ARTICLE:

+---+

Health Check Examples

Basic Health Check

# Get statistics
stats = client.vector_ops.get_ivf_stats(table_name, vector_column)

# Extract metrics
distribution = stats['distribution']
centroid_counts = distribution['centroid_count']

# Calculate health metrics
total_vectors = sum(centroid_counts)
min_count = min(centroid_counts)
max_count = max(centroid_counts)
balance_ratio = max_count / min_count

print(f"Balance Ratio: {balance_ratio:.2f}")
if balance_ratio > 2.0:
    print("WARNING: Index needs optimization")
else:
    print("Index is healthy")

Comprehensive Health Check

def check_ivf_health(client, table_name, vector_column, expected_lists):
    """Comprehensive IVF index health check"""

    stats = client.vector_ops.get_ivf_stats(table_name, vector_column)
    distribution = stats['distribution']

    centroid_ids = distribution['centroid_id']
    centroid_counts = distribution['centroid_count']
    centroid_versions = distribution['centroid_version']

    # Metrics
    total_centroids = len(centroid_counts)
    total_vectors = sum(centroid_counts)
    min_count = min(centroid_counts) if centroid_counts else 0
    max_count = max(centroid_counts) if centroid_counts else 0
    avg_count = total_vectors / total_centroids if total_centroids > 0 else 0
    balance_ratio = max_count / min_count if min_count > 0 else float('inf')

+---+

DATA:
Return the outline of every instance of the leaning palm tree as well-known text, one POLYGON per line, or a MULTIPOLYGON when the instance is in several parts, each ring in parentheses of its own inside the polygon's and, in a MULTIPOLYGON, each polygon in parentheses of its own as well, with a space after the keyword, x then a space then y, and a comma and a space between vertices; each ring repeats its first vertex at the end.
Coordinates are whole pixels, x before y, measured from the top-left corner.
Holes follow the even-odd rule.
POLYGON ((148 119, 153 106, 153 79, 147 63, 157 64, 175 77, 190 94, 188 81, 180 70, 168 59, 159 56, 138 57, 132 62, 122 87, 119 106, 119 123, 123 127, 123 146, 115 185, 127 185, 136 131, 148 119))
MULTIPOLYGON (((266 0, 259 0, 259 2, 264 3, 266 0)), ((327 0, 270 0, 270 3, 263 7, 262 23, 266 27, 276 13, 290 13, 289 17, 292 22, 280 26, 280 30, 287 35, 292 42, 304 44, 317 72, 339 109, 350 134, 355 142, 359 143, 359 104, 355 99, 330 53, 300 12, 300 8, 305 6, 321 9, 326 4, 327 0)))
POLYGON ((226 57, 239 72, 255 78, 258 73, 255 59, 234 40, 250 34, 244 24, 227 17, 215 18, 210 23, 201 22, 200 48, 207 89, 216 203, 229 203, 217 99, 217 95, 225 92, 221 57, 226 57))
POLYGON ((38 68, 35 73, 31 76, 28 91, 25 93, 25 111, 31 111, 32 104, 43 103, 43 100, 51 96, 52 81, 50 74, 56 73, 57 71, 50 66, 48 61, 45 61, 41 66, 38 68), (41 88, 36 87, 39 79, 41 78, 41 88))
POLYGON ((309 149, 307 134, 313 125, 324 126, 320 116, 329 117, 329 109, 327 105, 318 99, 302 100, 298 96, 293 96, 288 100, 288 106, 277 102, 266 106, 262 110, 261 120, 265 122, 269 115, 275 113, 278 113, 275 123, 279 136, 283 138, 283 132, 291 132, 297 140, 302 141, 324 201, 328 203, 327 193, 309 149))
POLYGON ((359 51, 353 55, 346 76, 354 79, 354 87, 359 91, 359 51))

+---+

THE EXERCISE:
Answer these questions from the health check examples:
1. In the basic health check, above what balance ratio does the code print a warning?
2. In the comprehensive check, what value does balance_ratio get when min_count is not greater than 0?
3. Which method call fetches the IVF statistics in both checks?

SOLUTION:
1. 2.0
2. float('inf')
3. client.vector_ops.get_ivf_stats(table_name, vector_column)